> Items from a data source
— START —
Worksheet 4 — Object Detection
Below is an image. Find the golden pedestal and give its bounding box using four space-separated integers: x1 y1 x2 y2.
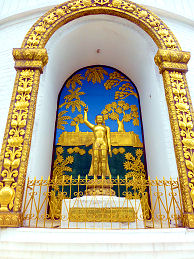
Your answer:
85 179 115 196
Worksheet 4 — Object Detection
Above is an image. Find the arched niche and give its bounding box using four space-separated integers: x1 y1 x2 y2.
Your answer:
1 0 193 229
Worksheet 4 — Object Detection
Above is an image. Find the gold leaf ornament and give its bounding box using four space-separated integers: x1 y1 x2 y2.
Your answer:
182 138 194 149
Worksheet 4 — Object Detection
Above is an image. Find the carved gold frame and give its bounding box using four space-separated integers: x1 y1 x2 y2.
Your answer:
0 0 194 228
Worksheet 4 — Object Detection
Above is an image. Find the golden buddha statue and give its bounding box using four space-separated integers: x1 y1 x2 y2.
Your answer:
84 107 112 177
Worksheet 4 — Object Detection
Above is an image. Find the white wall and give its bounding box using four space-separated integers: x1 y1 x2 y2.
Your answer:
0 0 194 184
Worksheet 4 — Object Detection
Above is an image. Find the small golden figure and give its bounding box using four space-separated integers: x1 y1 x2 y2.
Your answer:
84 107 112 177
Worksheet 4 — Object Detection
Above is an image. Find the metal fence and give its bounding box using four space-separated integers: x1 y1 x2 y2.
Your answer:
23 176 183 229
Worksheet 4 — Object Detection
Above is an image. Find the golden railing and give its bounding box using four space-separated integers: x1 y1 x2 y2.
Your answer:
23 176 183 229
— END —
> DIRECTION
Please copy out every line of the records, starting with the first and going on through the line with "0 0 194 184", both included, and scale each bounding-box coordinate in the answers by 2.15, rounding to whole numbers with halves rounded up. Leave the pictures out.

> TASK OUTPUT
Worksheet 4 — Object Detection
Below is an image. Find the golden pedestal and give its bounding box using four space-separated integers: x1 y1 x2 y2.
Your answer:
183 385 247 421
Worksheet 4 — Object Detection
Above is an image. Find the arched niche and give its bounding box using four space-separated integers: x1 y1 x2 y2.
Your answer:
2 0 415 492
Worksheet 4 — Object Detection
Above is an image. Find the gold leaf ornament and give its bounding box using four space-separated integers: x1 y1 x2 y2.
Your answer:
391 297 417 320
Worksheet 4 — Object Detection
Above is an image. Find the carved gold frame and give its bounding box using four space-separated integers: x1 y1 x2 y2.
Your answer:
0 0 417 490
Worksheet 4 — Object Detection
Above is an image. Find the golden buddha statue and give its bounding box using four space-separated integers: x1 y1 x2 y2.
Your answer:
181 230 241 381
Worksheet 4 — Object Detection
Above is an image. Find the white wall and give its bounding box using four space-separated integers: x1 y1 x2 y2.
Your answer:
0 0 417 396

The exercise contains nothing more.